Figure out the number of lines in the entries that hold the string "written", then give that number and nothing else.
◆ ◆ ◆ ◆ ◆
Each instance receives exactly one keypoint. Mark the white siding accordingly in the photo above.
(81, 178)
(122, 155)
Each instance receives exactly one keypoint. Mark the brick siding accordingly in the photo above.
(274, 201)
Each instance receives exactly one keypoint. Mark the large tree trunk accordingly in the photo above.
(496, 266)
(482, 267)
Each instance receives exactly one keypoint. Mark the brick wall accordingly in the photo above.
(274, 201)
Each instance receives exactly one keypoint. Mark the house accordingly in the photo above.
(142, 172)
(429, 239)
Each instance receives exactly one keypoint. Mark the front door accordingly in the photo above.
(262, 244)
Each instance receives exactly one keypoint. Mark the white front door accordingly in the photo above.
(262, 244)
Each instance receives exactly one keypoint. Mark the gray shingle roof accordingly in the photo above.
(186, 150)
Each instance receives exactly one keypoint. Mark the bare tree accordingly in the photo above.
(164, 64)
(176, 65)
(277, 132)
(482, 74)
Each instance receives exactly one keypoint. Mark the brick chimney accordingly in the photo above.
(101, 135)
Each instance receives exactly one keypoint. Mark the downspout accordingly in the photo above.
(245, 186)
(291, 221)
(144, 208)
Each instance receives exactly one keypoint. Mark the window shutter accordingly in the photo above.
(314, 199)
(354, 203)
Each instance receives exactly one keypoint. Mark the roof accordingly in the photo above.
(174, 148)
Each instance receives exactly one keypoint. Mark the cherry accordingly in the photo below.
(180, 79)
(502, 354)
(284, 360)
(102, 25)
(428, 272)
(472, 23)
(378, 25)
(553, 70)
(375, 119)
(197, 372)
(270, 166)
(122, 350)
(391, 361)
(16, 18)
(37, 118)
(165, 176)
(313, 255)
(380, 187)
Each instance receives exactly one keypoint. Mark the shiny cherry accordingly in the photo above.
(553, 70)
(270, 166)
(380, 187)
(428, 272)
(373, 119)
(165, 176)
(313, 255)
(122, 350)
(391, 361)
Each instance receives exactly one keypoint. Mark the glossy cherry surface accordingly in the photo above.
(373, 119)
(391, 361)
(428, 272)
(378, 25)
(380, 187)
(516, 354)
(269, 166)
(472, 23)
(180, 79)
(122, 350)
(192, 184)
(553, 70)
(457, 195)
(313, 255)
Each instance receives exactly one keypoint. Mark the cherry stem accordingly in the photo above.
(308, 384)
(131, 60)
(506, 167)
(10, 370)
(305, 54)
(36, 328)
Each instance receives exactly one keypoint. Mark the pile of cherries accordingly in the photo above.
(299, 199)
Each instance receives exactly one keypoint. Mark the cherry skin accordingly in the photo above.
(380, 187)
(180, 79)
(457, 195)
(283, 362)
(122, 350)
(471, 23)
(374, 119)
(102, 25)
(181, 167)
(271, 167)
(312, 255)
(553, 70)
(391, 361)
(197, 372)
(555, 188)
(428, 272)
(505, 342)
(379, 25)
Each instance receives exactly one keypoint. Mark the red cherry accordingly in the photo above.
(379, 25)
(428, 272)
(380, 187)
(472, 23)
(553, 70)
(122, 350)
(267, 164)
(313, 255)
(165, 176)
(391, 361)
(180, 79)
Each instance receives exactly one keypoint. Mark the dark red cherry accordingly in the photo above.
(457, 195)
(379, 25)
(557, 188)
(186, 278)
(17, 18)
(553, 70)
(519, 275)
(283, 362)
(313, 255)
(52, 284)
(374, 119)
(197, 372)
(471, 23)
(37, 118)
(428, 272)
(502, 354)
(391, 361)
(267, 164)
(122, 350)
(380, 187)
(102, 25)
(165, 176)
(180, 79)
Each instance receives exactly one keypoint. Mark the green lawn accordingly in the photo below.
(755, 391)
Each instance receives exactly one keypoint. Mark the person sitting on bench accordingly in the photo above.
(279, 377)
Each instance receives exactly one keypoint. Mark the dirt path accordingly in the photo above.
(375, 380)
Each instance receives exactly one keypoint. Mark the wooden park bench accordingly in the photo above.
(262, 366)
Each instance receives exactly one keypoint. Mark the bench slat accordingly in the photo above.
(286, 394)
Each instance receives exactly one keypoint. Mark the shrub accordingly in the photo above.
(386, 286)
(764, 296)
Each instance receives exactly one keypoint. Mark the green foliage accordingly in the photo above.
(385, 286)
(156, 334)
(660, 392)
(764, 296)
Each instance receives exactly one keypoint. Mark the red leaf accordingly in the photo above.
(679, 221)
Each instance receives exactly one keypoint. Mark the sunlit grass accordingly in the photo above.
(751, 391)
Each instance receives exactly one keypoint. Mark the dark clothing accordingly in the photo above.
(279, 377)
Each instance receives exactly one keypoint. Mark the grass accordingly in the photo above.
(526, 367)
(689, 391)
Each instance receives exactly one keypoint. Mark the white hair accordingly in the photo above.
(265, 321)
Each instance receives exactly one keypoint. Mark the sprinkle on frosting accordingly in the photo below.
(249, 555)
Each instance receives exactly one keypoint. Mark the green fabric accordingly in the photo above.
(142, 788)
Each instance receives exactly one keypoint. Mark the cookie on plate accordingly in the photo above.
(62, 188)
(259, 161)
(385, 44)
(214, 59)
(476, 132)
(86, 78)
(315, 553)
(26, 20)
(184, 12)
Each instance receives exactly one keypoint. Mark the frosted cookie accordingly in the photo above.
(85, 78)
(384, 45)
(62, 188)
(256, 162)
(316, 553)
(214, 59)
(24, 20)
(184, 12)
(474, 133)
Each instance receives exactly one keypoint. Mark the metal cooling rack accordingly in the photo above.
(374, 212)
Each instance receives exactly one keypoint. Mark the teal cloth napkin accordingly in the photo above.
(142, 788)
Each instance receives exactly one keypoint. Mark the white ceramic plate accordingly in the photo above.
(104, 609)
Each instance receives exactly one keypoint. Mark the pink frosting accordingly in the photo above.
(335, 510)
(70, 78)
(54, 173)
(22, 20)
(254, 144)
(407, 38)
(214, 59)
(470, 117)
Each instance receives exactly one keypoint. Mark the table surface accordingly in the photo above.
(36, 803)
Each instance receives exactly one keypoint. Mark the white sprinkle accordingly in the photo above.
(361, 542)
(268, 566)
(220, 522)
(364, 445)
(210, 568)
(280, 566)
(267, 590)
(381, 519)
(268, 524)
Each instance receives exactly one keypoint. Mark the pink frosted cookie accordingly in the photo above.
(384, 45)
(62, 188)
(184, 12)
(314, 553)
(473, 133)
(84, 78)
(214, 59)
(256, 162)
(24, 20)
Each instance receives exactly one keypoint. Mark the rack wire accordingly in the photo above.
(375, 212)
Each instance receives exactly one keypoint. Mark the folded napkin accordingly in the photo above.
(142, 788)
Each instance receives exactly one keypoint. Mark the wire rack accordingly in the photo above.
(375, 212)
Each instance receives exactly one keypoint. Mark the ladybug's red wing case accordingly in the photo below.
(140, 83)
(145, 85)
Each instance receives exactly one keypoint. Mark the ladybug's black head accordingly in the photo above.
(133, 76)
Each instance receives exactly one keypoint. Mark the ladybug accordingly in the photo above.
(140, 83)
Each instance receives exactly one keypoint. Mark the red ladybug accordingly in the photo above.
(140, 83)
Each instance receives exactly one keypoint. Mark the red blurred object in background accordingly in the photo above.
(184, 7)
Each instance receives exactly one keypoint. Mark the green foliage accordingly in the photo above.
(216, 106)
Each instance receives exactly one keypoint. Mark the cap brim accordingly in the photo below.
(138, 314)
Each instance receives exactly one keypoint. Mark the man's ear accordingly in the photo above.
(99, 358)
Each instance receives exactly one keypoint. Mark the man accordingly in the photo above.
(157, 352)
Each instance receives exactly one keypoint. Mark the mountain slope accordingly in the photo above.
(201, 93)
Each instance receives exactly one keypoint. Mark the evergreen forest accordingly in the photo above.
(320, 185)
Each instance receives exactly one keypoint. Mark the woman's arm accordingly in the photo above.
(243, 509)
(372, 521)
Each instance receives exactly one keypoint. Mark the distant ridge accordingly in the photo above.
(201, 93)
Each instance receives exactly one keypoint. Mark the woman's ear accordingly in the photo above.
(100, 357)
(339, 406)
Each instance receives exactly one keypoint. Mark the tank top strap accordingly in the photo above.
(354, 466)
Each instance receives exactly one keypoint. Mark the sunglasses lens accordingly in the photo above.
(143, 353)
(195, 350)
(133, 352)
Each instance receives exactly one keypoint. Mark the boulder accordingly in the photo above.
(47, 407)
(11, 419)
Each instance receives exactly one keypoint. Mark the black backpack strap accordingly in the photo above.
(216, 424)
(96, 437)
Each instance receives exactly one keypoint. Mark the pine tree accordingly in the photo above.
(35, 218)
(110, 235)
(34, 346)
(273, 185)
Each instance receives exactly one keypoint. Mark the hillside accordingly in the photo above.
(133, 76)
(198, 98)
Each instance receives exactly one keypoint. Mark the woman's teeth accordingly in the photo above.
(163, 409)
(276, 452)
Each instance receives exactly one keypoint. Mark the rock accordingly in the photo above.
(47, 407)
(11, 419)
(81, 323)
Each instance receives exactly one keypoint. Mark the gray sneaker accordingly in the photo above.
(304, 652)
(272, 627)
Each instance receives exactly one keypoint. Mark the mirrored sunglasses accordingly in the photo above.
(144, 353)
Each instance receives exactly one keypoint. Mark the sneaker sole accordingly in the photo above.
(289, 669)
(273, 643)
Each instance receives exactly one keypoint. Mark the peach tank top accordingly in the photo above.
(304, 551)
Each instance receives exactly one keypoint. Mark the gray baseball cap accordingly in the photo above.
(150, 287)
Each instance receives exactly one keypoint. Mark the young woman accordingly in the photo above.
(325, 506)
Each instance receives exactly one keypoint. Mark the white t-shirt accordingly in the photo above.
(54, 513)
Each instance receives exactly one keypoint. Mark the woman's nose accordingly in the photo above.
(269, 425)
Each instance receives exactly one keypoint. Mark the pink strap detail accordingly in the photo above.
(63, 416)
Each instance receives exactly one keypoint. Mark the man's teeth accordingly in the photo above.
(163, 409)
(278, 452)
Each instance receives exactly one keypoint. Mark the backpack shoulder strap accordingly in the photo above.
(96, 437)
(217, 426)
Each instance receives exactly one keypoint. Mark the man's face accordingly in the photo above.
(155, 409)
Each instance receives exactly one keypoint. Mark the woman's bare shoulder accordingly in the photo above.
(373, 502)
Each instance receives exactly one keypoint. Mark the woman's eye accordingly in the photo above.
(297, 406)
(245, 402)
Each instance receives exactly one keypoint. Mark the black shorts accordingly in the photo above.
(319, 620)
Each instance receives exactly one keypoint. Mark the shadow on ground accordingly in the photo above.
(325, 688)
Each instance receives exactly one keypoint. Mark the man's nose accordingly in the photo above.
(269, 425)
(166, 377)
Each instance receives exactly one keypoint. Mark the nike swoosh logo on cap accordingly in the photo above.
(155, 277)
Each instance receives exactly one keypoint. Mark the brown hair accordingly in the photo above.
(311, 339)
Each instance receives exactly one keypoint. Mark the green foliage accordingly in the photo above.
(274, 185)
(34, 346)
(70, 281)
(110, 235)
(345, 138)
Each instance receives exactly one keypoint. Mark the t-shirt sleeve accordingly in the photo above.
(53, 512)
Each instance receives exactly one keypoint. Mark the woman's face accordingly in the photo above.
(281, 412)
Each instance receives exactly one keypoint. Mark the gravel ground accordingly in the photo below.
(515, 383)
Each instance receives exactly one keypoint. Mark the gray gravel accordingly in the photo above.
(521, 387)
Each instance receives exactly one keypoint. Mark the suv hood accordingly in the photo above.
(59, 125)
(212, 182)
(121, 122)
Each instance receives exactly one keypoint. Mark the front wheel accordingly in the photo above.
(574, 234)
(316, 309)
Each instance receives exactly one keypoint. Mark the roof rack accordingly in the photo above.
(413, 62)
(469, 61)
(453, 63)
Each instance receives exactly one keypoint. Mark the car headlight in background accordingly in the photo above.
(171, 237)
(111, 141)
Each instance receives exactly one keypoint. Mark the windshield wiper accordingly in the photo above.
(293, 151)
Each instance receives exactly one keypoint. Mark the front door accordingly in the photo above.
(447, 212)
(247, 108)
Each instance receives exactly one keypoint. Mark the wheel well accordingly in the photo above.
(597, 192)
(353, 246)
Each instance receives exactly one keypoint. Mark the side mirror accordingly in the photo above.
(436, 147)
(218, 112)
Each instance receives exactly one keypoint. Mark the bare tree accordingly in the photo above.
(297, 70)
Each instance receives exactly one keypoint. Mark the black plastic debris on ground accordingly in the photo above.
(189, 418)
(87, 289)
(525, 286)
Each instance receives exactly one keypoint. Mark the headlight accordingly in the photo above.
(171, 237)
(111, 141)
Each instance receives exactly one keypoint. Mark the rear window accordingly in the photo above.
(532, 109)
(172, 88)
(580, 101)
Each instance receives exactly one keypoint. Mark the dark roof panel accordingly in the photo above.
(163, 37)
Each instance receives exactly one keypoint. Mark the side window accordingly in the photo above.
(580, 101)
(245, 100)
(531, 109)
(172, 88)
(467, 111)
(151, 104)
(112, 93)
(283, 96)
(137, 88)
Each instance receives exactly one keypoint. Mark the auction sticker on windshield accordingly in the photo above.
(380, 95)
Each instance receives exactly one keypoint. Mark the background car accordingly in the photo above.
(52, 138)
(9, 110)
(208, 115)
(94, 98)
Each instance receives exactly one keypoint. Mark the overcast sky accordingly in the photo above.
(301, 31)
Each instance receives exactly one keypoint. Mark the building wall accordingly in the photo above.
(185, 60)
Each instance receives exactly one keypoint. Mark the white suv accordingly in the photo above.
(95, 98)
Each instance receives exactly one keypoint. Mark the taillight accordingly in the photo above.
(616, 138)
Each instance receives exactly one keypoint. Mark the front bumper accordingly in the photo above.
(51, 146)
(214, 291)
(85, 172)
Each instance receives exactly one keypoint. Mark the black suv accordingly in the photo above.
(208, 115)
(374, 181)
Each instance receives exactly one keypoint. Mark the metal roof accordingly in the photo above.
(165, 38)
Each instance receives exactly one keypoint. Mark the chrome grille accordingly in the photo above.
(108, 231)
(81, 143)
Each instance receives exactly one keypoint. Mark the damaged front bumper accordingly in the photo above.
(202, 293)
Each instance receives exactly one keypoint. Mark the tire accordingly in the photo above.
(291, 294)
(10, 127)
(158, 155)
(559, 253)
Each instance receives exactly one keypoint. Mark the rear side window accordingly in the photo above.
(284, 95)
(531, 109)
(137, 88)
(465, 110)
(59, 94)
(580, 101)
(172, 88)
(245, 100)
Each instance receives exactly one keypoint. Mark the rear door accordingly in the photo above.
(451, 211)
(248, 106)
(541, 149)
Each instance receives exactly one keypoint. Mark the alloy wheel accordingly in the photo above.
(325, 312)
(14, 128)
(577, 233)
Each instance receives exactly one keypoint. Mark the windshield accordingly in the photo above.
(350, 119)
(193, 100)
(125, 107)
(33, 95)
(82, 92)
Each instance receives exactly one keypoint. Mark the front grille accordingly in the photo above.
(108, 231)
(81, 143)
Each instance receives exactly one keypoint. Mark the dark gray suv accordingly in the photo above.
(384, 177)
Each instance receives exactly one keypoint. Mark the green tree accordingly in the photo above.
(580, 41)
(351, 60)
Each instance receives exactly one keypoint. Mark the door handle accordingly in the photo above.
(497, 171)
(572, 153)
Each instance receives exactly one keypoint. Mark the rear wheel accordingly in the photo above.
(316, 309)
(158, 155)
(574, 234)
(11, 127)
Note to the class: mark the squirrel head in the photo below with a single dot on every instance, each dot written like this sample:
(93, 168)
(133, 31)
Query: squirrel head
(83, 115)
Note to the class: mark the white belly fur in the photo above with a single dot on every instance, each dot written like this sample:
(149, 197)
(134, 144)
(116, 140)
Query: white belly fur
◆ ◆ ◆ ◆ ◆
• EXERCISE OUTPUT:
2